## How to complete this task
Filter the records below, keeping only lines with the string "instance".
·····
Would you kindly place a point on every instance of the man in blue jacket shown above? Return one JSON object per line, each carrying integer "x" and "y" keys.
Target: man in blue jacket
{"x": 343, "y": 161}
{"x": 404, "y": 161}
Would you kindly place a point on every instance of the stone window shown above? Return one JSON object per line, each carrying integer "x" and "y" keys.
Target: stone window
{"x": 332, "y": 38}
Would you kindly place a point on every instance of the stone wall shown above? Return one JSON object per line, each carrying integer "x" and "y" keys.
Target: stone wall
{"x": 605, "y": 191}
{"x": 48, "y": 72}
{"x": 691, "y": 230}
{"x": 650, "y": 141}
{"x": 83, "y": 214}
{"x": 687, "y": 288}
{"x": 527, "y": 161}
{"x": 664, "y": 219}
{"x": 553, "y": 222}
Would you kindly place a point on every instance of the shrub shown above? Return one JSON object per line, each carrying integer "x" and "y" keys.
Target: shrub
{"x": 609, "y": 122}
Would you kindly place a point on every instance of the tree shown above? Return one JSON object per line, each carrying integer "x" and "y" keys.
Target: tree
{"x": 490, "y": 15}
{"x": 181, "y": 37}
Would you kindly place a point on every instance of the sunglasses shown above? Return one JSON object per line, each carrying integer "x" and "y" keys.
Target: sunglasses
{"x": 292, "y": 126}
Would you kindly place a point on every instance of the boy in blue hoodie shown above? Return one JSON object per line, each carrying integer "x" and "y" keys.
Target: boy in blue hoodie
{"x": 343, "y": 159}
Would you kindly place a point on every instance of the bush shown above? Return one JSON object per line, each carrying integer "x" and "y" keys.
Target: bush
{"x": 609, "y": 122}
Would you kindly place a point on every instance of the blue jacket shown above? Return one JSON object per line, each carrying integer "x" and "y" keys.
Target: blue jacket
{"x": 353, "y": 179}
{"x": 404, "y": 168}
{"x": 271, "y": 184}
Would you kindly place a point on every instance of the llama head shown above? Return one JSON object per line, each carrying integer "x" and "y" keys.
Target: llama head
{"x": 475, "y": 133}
·····
## Reply to the exercise
Would you kindly place a point on every instance of the man in blue jacket shown above? Return one JSON object per line, each carrying integer "x" and "y" keys.
Would you kindly place a point on every instance of the stone window shown above? Return one JSON object per line, each carrying integer "x" and "y" keys.
Would you kindly place a point on every instance of the stone wall shown above? Return one JSON object per line, each carrying integer "x" and "y" keys.
Would you kindly place a point on every instance of the shrub shown above? Return one JSON object per line, each carrying integer "x" and "y" keys.
Would you kindly place a point on every instance of the tree shown above? Return one JSON object per line, each carrying integer "x" and "y" keys.
Would you kindly place a point on every instance of the sunglasses shown above? Return one JSON object per line, each carrying integer "x" and "y" keys.
Would you kindly place a point on every instance of the boy in blue hoodie shown above? Return one JSON object per line, each carrying integer "x" and "y" keys.
Would you kindly place a point on every instance of the bush shown above? Return one JSON object per line, each carrying integer "x" and "y" keys.
Would you kindly place a point on every instance of the blue jacket shown above? Return one JSON object per line, each carrying integer "x" and "y" keys.
Would you kindly place a point on every instance of the llama head shown above? Return one JSON object per line, each carrying integer "x" and "y" keys.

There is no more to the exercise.